SET TASK >>
Recast all the records below as a numbered list, leaving out blank lines and the pictures.

INFORMATION GIVEN >>

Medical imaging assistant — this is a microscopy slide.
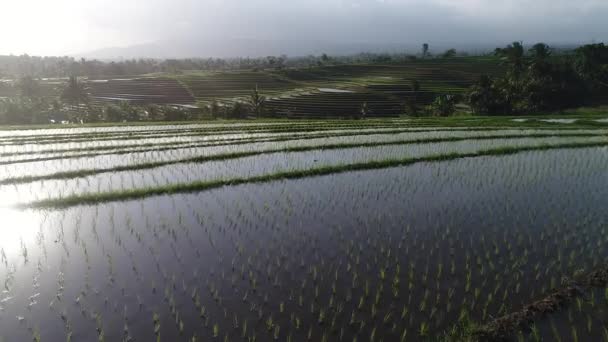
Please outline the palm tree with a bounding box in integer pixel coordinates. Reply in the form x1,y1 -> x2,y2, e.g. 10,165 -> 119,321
249,84 -> 266,116
530,43 -> 551,62
495,42 -> 524,78
61,76 -> 89,107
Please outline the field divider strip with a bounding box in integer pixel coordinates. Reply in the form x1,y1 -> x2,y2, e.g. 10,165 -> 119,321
0,133 -> 597,185
15,141 -> 608,209
0,124 -> 416,146
471,265 -> 608,341
0,127 -> 608,160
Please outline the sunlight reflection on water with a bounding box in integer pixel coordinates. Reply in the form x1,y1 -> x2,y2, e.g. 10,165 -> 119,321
0,207 -> 43,260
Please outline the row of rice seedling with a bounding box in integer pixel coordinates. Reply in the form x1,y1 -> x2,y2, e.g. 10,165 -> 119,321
0,130 -> 606,185
0,147 -> 608,341
1,120 -> 422,145
0,122 -> 548,158
4,138 -> 608,206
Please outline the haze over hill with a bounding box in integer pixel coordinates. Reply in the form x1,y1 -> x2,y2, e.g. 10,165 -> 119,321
0,0 -> 608,58
79,38 -> 508,60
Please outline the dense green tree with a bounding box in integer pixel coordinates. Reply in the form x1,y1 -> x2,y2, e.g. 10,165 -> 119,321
248,85 -> 266,117
422,43 -> 430,58
429,95 -> 458,116
574,43 -> 608,88
467,75 -> 511,115
17,76 -> 42,99
442,49 -> 456,58
60,76 -> 89,108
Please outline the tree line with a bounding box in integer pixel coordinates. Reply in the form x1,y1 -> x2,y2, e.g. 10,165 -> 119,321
465,42 -> 608,115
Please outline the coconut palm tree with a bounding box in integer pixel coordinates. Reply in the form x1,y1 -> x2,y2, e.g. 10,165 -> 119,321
249,84 -> 266,116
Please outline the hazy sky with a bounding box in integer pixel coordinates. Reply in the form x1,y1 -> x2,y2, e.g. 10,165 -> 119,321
0,0 -> 608,55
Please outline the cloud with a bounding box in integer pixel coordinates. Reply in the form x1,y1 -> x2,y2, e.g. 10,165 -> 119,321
0,0 -> 608,54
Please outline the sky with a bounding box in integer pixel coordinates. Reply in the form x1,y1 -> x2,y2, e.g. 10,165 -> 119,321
0,0 -> 608,57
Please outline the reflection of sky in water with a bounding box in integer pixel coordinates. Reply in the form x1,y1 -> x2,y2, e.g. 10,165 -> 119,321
0,208 -> 43,262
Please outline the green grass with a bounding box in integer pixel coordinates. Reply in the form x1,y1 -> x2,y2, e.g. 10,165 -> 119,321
0,133 -> 606,185
25,142 -> 608,209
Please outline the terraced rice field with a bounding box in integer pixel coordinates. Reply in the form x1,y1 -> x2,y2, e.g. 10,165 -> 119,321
177,58 -> 501,118
0,119 -> 608,341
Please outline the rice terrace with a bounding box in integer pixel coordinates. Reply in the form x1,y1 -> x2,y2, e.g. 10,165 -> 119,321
0,0 -> 608,342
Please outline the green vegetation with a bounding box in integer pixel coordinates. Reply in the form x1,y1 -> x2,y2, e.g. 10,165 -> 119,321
25,142 -> 608,208
0,111 -> 608,342
0,42 -> 608,125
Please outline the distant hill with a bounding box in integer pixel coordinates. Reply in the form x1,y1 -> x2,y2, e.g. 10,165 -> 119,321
73,38 -> 495,60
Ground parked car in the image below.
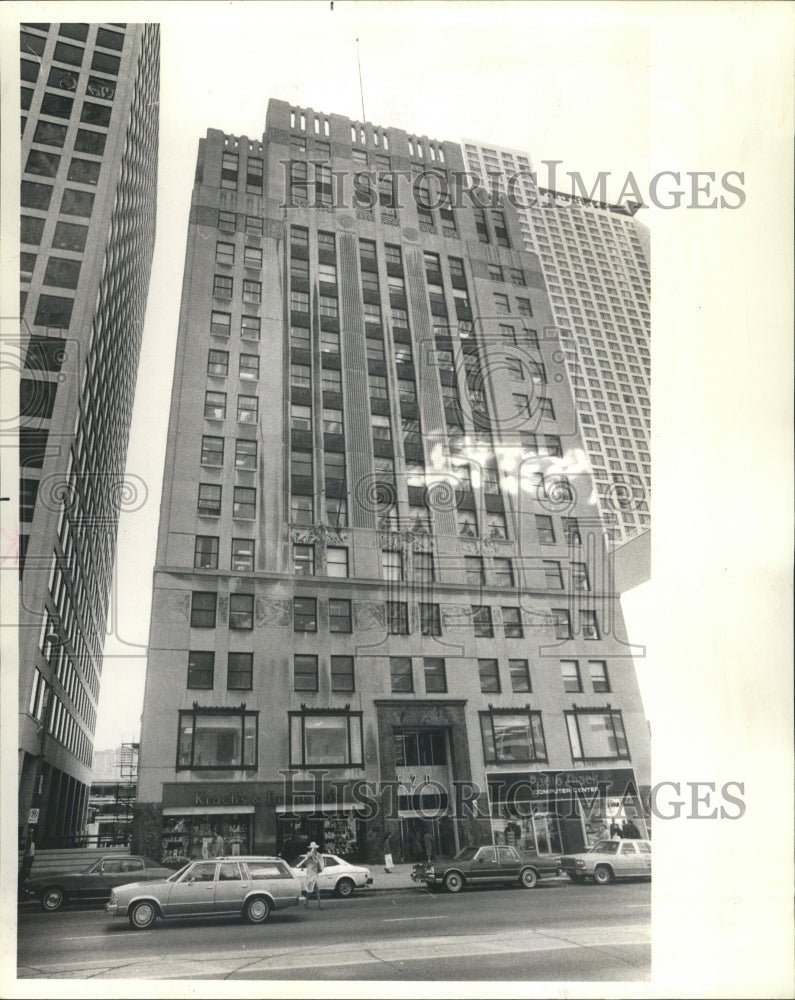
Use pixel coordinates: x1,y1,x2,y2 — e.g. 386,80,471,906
411,845,558,892
559,840,651,885
105,856,301,930
22,854,172,913
290,854,373,898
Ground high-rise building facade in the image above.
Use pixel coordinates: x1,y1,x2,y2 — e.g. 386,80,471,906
134,100,649,864
19,23,159,846
462,139,651,543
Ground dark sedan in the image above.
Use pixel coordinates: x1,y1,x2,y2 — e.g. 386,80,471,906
23,854,174,912
411,845,559,892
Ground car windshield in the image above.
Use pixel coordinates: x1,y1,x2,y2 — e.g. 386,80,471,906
591,840,621,854
166,862,193,882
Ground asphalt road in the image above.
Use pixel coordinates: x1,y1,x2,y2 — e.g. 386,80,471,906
18,881,651,982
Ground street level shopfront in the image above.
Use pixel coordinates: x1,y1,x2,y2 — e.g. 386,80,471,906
487,768,648,854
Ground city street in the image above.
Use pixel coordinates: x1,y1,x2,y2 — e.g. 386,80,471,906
18,880,651,982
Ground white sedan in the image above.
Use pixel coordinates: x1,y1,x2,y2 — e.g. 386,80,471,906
290,854,373,898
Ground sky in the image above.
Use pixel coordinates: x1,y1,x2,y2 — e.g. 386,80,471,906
90,0,649,749
0,0,795,997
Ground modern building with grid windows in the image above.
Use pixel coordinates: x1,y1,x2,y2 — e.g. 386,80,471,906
462,139,651,543
18,24,159,846
134,100,650,864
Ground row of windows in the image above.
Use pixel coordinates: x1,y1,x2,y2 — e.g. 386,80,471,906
176,704,629,771
185,588,601,644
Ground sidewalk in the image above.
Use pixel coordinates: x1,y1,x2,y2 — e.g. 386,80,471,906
370,862,425,892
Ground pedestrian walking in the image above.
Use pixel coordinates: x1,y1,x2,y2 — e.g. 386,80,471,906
303,840,323,910
22,837,36,882
422,830,433,861
381,832,392,875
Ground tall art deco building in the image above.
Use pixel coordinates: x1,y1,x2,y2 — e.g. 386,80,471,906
17,24,159,846
135,100,649,863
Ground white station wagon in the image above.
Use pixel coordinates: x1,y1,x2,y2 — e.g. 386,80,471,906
105,856,301,930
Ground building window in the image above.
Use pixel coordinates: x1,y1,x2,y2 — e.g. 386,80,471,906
422,656,447,694
237,396,259,424
289,709,364,767
226,653,254,691
381,549,403,582
201,434,224,465
552,608,572,639
464,556,486,587
293,597,317,632
386,601,409,635
239,354,259,381
389,656,414,694
197,483,221,517
480,710,547,764
193,535,218,569
571,563,591,590
331,656,355,691
221,153,239,191
232,486,257,521
478,659,500,694
240,316,260,340
188,650,215,691
231,538,254,573
580,611,599,639
508,660,533,693
565,708,629,761
235,438,257,471
177,708,259,770
560,660,582,694
542,559,563,590
229,594,254,630
190,590,218,628
502,608,524,639
204,390,226,420
414,552,435,583
420,603,442,635
471,604,494,639
207,349,229,378
494,556,514,587
293,544,315,576
215,241,235,267
326,545,348,577
328,597,351,632
293,655,318,691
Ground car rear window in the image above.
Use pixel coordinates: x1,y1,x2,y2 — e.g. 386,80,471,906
248,861,290,878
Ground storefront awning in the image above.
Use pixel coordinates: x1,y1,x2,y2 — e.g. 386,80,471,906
163,806,254,816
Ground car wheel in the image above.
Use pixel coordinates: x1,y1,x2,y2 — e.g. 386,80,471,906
593,865,613,885
243,896,271,924
334,878,356,899
444,872,464,892
41,885,66,913
127,899,157,931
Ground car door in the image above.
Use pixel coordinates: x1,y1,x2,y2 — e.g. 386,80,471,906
317,854,340,892
213,861,251,913
467,847,498,882
635,840,651,878
162,861,216,917
613,840,640,876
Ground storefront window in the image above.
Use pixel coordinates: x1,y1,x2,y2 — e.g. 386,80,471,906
566,709,629,760
177,708,258,770
290,711,363,767
480,712,547,764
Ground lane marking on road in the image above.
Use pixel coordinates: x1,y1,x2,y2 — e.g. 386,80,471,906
381,913,447,924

OUTPUT OF THE TASK >>
1. Medical imaging assistant — this is a microscopy slide.
2. Please outline the palm tree with a bounding box in integer pixel coordinates. Reply in the form x1,y1 -> x2,y2, e.g. 10,165 -> 119,321
3. 249,84 -> 266,116
4. 530,43 -> 551,62
5. 495,42 -> 524,78
6. 61,76 -> 89,107
7. Please outline the field divider strip with a bounding box in integer pixel coordinates. Reply in the form x1,y1 -> x2,y2, e.g. 10,165 -> 119,321
8. 0,133 -> 597,185
9. 15,141 -> 608,209
10. 0,124 -> 416,146
11. 471,265 -> 608,341
12. 0,127 -> 608,160
13. Please outline the sunlight reflection on water with a bounding box in integer pixel coordinates. Reply in the form x1,y1 -> x2,y2, e.g. 10,165 -> 119,321
14. 0,207 -> 43,260
15. Please outline the row of rice seedling with a bounding box in integer pixel coordinates. Reply in the form x1,y1 -> x2,y2, e.g. 10,165 -> 119,321
16. 0,130 -> 606,185
17. 0,147 -> 608,341
18. 1,120 -> 422,145
19. 0,122 -> 548,158
20. 4,138 -> 608,206
21. Please outline the haze over hill with a bounding box in integer pixel coordinates. Reply in the form x1,y1 -> x2,y2, e.g. 10,165 -> 119,321
22. 0,0 -> 608,58
23. 79,38 -> 508,60
24. Please outline the dense green tree with a bounding box in integer pixel coordinates. Reply in the form x1,y1 -> x2,y2, e.g. 10,165 -> 119,321
25. 248,85 -> 266,117
26. 422,43 -> 430,58
27. 429,95 -> 458,116
28. 574,43 -> 608,88
29. 467,75 -> 511,115
30. 17,76 -> 42,99
31. 442,49 -> 456,58
32. 60,76 -> 89,108
33. Please outline the tree line with a bounding box in integer pixel coordinates. Reply in the form x1,y1 -> x2,y2, e.g. 10,165 -> 119,321
34. 465,42 -> 608,115
35. Please outline the coconut palm tree with a bounding box in integer pixel coordinates. Reply in the form x1,y1 -> x2,y2, e.g. 10,165 -> 119,321
36. 249,84 -> 266,116
37. Please outline the hazy sky with a bounding box in integer pixel coordinates. Reply in the form x1,y1 -> x2,y2, e.g. 10,165 -> 119,321
38. 0,0 -> 608,55
39. Please outline the cloud with a bounding box in integer pixel coordinates. Reply in the form x1,y1 -> x2,y2, e.g. 10,165 -> 119,321
40. 0,0 -> 608,54
41. Please outline the sky with a bounding box in integer pixel coordinates. Reply in the form x1,y1 -> x2,y2, e.g. 10,165 -> 119,321
42. 0,0 -> 608,57
43. Please outline the reflection of sky in water with a bounding box in integer pixel coordinates. Reply in the form x1,y1 -> x2,y2, e.g. 10,165 -> 119,321
44. 0,208 -> 43,262
45. Please outline the green grass with a bounding box in integer pixel coordinates. Reply in the form x1,y1 -> x2,y2, e.g. 10,165 -> 119,321
46. 0,133 -> 606,185
47. 25,142 -> 608,209
48. Please outline the terraced rice field with a bounding box in integer pixel coordinates. Reply in the form x1,y1 -> x2,y2, e.g. 10,165 -> 119,321
49. 177,58 -> 501,118
50. 0,119 -> 608,341
51. Please outline the rice terrace with a bounding box in integer pixel coordinates. Reply in the form x1,y1 -> x2,y2, e.g. 10,165 -> 119,321
52. 0,0 -> 608,342
53. Please outline the green vegetation with a bounding box in integer pixel coordinates. Reply in the form x1,y1 -> x2,y2, e.g. 10,165 -> 119,321
54. 25,142 -> 608,208
55. 0,111 -> 608,342
56. 0,42 -> 608,125
57. Please outline the distant hill with a bounding box in integer pixel coordinates. Reply in the form x1,y1 -> x2,y2, e.g. 10,165 -> 119,321
58. 73,38 -> 495,60
59. Ground parked car in the image below.
60. Use pixel coordinates: x1,y1,x2,y2 — e.g. 386,80,471,906
61. 411,845,558,892
62. 559,840,651,885
63. 105,856,301,930
64. 22,854,172,913
65. 290,854,373,898
66. Ground high-rise building facade in the image above.
67. Use pixel coordinates: x1,y1,x2,y2 — e.g. 386,80,471,906
68. 134,100,649,864
69. 19,23,159,846
70. 462,139,651,543
71. Ground dark sedan in the image above.
72. Use pixel coordinates: x1,y1,x2,y2 — e.g. 386,80,471,906
73. 23,854,174,912
74. 411,845,559,892
75. Ground car windshield in the image above.
76. Use pixel coordinates: x1,y1,x2,y2 — e.g. 386,80,471,906
77. 591,840,621,854
78. 166,862,193,882
79. Ground asphalt road in the image above.
80. Use pixel coordinates: x1,y1,x2,y2 — e.g. 386,80,471,906
81. 18,881,651,982
82. Ground street level shopfront in the image above.
83. Use pixel coordinates: x1,y1,x2,y2 — e.g. 386,80,471,906
84. 487,768,648,854
85. Ground city street in the image above.
86. Use pixel coordinates: x1,y1,x2,y2 — e.g. 386,80,471,906
87. 18,880,651,982
88. Ground white sedan in the image above.
89. Use pixel coordinates: x1,y1,x2,y2 — e.g. 386,80,471,906
90. 290,854,373,898
91. Ground sky in the image above.
92. Use pixel coordinates: x1,y1,x2,y2 — e.g. 386,80,471,906
93. 90,0,649,749
94. 0,0,795,997
95. Ground modern building with grid windows in the image above.
96. Use pixel coordinates: x1,y1,x2,y2 — e.g. 386,80,471,906
97. 462,139,651,543
98. 18,24,159,846
99. 134,100,650,864
100. Ground row of windows in the image above.
101. Use pixel coordinates: x1,y1,x2,y2 — e.g. 386,80,471,906
102. 176,704,629,771
103. 185,588,601,644
104. Ground sidewalk in the image above.
105. Use pixel coordinates: x1,y1,x2,y2 — e.g. 386,80,471,906
106. 370,862,425,892
107. Ground pedestrian walking in the image above.
108. Use pixel coordinates: x1,y1,x2,y2 — e.g. 386,80,471,906
109. 303,840,323,910
110. 22,837,36,882
111. 422,830,433,861
112. 381,832,392,875
113. Ground tall art deco building in the image above.
114. Use pixel coordinates: x1,y1,x2,y2 — e.g. 386,80,471,906
115. 17,24,159,846
116. 135,100,649,863
117. Ground white station wagon in the image above.
118. Use pixel coordinates: x1,y1,x2,y2 — e.g. 386,80,471,906
119. 105,856,301,930
120. Ground building window in the image above.
121. Use pixel coordinates: x1,y1,x2,y2 — e.g. 386,80,471,906
122. 422,656,447,694
123. 237,396,259,424
124. 289,709,364,767
125. 226,653,254,691
126. 381,549,403,582
127. 201,434,224,465
128. 552,608,572,639
129. 464,556,486,587
130. 293,597,317,632
131. 386,601,409,635
132. 239,354,259,381
133. 389,656,414,694
134. 197,483,221,517
135. 480,710,547,764
136. 193,535,218,569
137. 571,563,591,590
138. 331,656,355,691
139. 221,153,239,191
140. 232,486,257,521
141. 478,659,500,694
142. 240,316,260,340
143. 188,650,215,691
144. 231,538,254,573
145. 580,611,599,639
146. 508,660,533,693
147. 565,708,629,761
148. 235,438,257,471
149. 177,708,259,770
150. 560,660,582,694
151. 542,559,563,590
152. 229,594,254,630
153. 190,590,218,628
154. 502,608,524,639
155. 204,390,226,420
156. 414,552,435,583
157. 420,603,442,635
158. 471,604,494,639
159. 207,349,229,378
160. 494,556,514,587
161. 293,544,315,576
162. 215,241,235,267
163. 326,545,348,577
164. 328,597,351,632
165. 293,655,318,691
166. Ground car rear window in the image above.
167. Use pixel coordinates: x1,y1,x2,y2 — e.g. 386,80,471,906
168. 248,861,290,878
169. Ground storefront awning in the image above.
170. Use pixel coordinates: x1,y1,x2,y2 — e.g. 386,80,471,906
171. 163,806,254,816
172. Ground car wheel in the image above.
173. Use pixel coordinates: x1,y1,x2,y2 — e.g. 386,80,471,906
174. 593,865,613,885
175. 243,896,271,924
176. 334,878,356,899
177. 444,872,464,892
178. 41,885,66,913
179. 127,899,157,931
180. Ground car door in the image above.
181. Use pixel coordinates: x1,y1,x2,y2 — e.g. 386,80,471,906
182. 317,854,340,892
183. 213,861,251,913
184. 467,847,498,882
185. 635,840,651,878
186. 162,861,216,917
187. 613,840,640,876
188. Ground storefront window in the image above.
189. Use pixel coordinates: x1,y1,x2,y2 — e.g. 386,80,471,906
190. 566,709,629,760
191. 177,708,258,770
192. 290,711,363,767
193. 480,712,547,764
194. Ground lane marking on road in the image above.
195. Use pixel coordinates: x1,y1,x2,y2 — e.g. 386,80,471,906
196. 381,913,447,924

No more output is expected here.